- _Text block_

BEGIN

Challenge: weak RSA

Criminals have been storing all information about illegal activities on a password-protected server. They exchange the password encrypted. Here is an intercepted ciphertext:

We have managed to find out the public key used for encryption:

Rumors say the encrypted message is only 43 bytes long. Finding the encrypted password is of ultimately importance. Can you help us?

5 thoughts on “Challenge: weak RSA”

  1. Hi everybody!

    I’ve been able to find the password! 😀

    First of all I used OpenSSL to get the public exponent and the modulus starting from the key in PEM format. I immediately noticed that the modulus is 1024 bits long but the public exponent is 3. Given that the message is only 43 bytes long I guessed that this challenge could be won with a small exponent attack!
    The ciphertext is 1023 bits long and initially I got fooled by the math: if the plaintext was made of 341 bits (43 characters, the first char with the three most significant bits set to 0), once raised to the 3rd i’d have got a result of 1023 bits… That would have meant that the mod didn’t change the result of exponentiation… But trying to compute the cubic root I immediately noticed that it wasn’t a perfect cube!
    So the mod actually took place!
    The maximum amount of bits of plaintext raised to the 3rd is 43 * 8 * 3 = 1032. So it means 8 bits (1 byte) more than the length of the modulus…
    The easiest way to compute a % b is to subtract b from a as long as a > b. When a < b then a is the result! So i tried to reverse this process by adding the modulus to the ciphertext and I took into account all the results a number of bits in the range [1024:1032]. I found 298 possible results.
    On the internet I found a rather efficient algorithm to compute the cubic root and I adapted it to be used. This algorithm found that only 1 number out 298 is a perfect cube and once computed I tried to print it as a normal string made of ASCII chars…

    The result is this: password = 55a2b5543421fe8cccb01aa020f4a1bc

    All the computation has been done with a Python (I followed Prof. Riccardo's suggestion 😉 ) program written by me.
    The following is the code (which is perfectly working). Modulus and message are hardcoded!

    # It computes n such that n % mod = number. The range covers the length in bit from len(number) to precision
    def reverseModulus(number,mod,precision):
        startLength = len(bin(mod)[2:])
        toRet = []
        current = len(bin(number)[2:])
        while current <= precision:
            number = number + mod # to compute mod we subtract, so here we add!
            current = len(bin(number)[2:])
            if current >= startLength and current <= precision: # if the length in bit is the one we want
                toRet.append(number) # we save it
        return toRet
    # It computes the cubic root
    def cuberoot(x):
        y, y1 = None, 2
        while y != y1:
            y = y1
            y3 = y ** 3
            d = (2 * y3 + x)
            y1 = (y * (y3 + 2 * x) + d // 2) // d
        if y * y * y != x: # if it's not a perfect cube
            return -1 # we're not dealing with negative numbers so -1 can be use as a flag
        else: # if it is a perfect cube we return it (without 0x and L)
            toRet = hex(y)[2:]
            return toRet[0:len(toRet) - 1]
    # We try to print the decrypted string!

END

- _Object pointing dataset rows_
BEGIN

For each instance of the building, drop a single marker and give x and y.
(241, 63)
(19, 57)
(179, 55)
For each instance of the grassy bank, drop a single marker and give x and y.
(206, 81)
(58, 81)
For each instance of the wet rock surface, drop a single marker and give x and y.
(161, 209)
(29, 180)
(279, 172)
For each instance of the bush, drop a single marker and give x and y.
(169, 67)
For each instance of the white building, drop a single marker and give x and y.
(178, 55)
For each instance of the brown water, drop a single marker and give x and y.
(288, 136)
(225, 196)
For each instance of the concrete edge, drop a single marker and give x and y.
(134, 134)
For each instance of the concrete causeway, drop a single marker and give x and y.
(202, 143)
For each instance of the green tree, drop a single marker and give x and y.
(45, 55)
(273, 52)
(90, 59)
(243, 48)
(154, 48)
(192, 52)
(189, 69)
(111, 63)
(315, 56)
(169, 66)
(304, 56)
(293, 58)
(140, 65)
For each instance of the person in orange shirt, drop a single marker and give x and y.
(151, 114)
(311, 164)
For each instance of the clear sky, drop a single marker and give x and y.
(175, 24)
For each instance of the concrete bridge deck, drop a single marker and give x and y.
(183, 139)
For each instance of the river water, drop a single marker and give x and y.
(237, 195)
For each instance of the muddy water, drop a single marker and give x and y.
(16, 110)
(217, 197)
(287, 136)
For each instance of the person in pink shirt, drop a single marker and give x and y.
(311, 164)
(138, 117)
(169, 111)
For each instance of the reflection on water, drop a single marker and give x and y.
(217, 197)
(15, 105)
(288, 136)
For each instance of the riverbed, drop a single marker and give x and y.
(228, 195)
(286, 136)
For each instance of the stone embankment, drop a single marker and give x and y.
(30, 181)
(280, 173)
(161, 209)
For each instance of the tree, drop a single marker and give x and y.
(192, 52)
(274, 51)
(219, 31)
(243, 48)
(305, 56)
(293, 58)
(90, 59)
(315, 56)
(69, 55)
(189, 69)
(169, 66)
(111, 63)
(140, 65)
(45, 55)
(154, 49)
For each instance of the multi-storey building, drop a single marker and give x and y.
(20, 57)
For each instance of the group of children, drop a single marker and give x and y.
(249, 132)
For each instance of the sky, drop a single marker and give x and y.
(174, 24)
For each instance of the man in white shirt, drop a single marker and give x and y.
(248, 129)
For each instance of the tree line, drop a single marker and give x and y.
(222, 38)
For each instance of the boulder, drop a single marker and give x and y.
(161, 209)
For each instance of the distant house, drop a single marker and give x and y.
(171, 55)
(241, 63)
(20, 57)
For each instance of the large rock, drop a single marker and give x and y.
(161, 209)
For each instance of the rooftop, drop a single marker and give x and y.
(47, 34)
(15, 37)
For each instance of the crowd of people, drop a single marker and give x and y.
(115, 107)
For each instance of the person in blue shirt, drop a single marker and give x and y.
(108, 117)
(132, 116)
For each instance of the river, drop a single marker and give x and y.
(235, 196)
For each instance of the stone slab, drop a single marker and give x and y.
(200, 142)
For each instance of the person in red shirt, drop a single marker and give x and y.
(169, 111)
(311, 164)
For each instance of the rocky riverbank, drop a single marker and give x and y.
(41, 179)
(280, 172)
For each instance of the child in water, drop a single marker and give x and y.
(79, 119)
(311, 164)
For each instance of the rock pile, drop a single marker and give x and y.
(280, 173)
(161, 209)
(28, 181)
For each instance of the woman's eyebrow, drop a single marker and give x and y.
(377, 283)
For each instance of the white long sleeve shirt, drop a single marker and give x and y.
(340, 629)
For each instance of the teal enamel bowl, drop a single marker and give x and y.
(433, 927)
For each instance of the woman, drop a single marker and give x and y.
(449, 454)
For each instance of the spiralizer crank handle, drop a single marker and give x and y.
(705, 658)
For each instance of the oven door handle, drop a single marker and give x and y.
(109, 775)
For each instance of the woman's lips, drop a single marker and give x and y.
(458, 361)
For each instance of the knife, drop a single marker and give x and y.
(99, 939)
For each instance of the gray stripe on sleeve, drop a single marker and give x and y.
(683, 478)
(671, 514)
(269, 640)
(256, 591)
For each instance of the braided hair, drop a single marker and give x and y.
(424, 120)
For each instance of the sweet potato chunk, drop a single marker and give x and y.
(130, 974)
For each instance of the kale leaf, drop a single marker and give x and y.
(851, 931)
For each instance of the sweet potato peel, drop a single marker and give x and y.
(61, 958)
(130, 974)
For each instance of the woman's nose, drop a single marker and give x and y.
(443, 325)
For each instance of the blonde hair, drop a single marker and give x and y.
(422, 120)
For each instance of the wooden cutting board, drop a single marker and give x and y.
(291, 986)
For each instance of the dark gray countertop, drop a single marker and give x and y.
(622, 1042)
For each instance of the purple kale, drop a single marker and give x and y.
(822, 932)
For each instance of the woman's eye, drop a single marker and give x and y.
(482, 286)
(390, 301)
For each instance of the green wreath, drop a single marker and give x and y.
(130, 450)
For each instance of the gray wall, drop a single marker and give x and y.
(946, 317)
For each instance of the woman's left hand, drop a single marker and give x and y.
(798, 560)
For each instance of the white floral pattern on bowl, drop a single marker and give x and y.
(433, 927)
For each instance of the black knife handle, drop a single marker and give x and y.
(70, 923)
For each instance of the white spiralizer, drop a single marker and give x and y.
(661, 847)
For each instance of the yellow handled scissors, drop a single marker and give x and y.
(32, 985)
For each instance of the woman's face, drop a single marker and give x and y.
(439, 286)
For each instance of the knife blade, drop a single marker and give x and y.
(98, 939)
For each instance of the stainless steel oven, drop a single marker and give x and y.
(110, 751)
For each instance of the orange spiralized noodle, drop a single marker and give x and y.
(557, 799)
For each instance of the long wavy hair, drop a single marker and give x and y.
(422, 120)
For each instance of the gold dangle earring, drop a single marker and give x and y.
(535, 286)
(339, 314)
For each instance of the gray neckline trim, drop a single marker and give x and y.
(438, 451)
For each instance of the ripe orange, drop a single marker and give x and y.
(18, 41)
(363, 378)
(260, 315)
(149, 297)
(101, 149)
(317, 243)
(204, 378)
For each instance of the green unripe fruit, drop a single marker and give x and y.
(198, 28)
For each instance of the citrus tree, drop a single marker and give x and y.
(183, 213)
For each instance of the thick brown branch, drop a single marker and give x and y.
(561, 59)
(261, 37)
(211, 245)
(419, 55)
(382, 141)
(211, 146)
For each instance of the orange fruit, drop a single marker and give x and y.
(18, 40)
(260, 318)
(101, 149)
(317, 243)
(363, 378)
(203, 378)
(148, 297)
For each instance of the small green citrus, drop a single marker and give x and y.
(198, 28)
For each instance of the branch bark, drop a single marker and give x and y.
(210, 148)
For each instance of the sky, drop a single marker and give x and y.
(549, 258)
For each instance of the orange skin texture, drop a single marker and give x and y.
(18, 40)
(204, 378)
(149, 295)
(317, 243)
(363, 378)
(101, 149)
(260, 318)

END
BEGIN

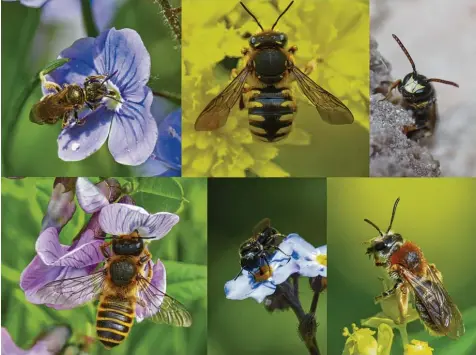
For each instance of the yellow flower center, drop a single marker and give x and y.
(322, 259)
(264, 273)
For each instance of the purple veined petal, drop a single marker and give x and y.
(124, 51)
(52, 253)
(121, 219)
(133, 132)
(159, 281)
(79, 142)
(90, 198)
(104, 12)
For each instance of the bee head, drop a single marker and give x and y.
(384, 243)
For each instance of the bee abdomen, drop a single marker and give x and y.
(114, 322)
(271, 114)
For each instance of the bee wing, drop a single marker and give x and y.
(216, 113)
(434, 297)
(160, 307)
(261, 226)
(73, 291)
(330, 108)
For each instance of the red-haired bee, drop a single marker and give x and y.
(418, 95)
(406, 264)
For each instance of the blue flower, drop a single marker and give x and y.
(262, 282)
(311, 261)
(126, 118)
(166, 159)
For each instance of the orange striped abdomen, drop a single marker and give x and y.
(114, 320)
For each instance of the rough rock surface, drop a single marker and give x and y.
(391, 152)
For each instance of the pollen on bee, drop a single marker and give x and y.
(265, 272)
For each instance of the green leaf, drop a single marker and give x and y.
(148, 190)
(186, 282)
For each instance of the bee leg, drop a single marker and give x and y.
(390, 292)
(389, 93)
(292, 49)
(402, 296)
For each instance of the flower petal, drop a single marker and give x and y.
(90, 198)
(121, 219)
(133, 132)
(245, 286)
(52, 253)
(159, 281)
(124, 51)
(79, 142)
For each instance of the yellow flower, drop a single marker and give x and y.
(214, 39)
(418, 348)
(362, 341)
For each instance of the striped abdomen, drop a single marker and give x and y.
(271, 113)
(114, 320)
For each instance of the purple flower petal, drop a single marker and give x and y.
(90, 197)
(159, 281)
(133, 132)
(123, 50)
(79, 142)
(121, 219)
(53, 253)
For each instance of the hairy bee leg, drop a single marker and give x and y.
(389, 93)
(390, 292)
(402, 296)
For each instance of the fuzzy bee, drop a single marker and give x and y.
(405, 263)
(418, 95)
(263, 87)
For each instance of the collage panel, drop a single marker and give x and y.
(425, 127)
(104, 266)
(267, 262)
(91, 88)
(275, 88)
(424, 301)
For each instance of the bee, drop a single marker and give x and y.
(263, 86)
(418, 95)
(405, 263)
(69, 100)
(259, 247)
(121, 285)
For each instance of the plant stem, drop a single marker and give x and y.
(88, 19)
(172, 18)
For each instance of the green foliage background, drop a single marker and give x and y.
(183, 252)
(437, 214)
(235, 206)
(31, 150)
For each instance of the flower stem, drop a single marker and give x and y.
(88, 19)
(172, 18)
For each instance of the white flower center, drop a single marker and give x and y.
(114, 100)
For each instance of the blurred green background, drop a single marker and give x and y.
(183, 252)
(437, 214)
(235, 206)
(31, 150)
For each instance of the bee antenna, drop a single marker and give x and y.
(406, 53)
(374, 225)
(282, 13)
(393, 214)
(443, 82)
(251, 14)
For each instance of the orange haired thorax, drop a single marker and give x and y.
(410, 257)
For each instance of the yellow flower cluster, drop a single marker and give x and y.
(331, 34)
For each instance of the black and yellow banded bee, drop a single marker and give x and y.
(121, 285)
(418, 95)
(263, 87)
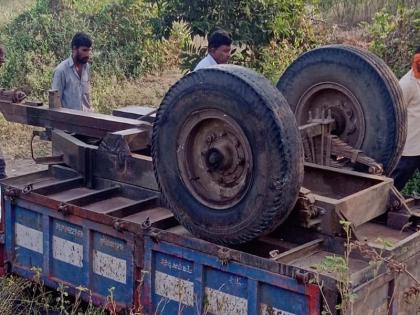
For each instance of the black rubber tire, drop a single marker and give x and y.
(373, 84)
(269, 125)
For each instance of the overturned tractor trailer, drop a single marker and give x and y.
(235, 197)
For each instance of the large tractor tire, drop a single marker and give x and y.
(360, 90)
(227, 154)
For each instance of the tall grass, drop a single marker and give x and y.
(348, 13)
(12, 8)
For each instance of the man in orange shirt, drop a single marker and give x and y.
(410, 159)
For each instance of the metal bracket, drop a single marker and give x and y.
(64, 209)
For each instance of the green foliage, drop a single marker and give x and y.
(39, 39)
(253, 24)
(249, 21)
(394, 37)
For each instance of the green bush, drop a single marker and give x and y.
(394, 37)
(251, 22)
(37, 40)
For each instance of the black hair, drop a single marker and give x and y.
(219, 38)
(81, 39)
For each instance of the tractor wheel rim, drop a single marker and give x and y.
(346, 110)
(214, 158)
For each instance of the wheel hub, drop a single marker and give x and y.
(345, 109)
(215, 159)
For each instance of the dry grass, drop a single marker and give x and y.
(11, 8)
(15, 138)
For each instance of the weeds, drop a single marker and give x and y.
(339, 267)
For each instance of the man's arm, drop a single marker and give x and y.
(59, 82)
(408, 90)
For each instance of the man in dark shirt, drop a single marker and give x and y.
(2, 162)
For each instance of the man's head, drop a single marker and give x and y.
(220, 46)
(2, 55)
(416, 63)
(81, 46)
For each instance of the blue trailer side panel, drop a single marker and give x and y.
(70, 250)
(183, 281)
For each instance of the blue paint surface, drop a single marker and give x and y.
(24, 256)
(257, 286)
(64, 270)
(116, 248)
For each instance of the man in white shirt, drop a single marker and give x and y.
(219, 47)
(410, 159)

END

- _Exercise tasks_
• A. Can you rewrite the object pointing listing, everything from the line containing "For each instance of the blonde" down to the line containing "(622, 1042)", with "marker" replaced by "pin" and all else left unchanged?
• B. How would you extend the weak RSA challenge thread, picking up right after its last line?

- _Answers to each task_
• A.
For each instance of the blonde hair, drop a single pin and give x and y.
(422, 120)
For each instance of the wooden cutting board, drop a single pin and give x and y.
(291, 986)
For each instance of the dark gray countertop, drop a single pin and give x and y.
(622, 1042)

• B.
    def toASCII(hexString):
        charList = []
        ind = 0
        while hexString != "":
            ind += 1
            currentChar = hexString[len(hexString) - 2:]
            hexString = hexString[0:len(hexString) - 2]
        toRet = ""
        for item in charList[::-1]:
            toRet = toRet + item
        return toRet
    message = 0x44d9b36bc73ab46e2c9d446d7776f42ca005ff4052e7218ffae6df3b49c4842a3ad3c6f7159753dce09b227454aea156e03973c9a4195296bb2506f2578b2c2796f080c8a6f17c99b18646a967146c732d2bf251cab400f4adc2537138cf23a7847cd6c8f0fadc4157ab20bd69cf67971e265931b20e35f597186597da5199b8
    modulus = 0x00db030db2516421d01b48a005e6191118b5cbcd66634670fc21c067b7bbf3c257ae5695966a1627ab1055f1ce6dbdfe4fa654e1bf81f797fbf69aabeb710227298233dd72d51d429f32759ec44902c2ab39daf6ab75a5a28ac34d87921d54e96adc31a3689479446fc1a171ba4dfa7df1683c79481e5d471738d655c04259c2fb
    candidates = reverseModulus(message,modulus,1032)
    for i in range(len(candidates)):
        check = cuberoot(candidates[i])
        if check != -1:
            print toASCII(check)

    I wish everybody a nice evening (and weekend).

  2. Oh no, what happened??
    I used the tags to write the source code (as usual) but everything is messed up!! The indentations are gone! 🙁
    Sorry but I don’t know why it’s happened 🙁

  3. Alessio, I’ve fixed the source code. Very good!

    One minor note: in python you have functions to convert from hex to ascii and viceversa. Here you can replace toASCII(check) with check.decode(‘hex’) (encode does the other conversion)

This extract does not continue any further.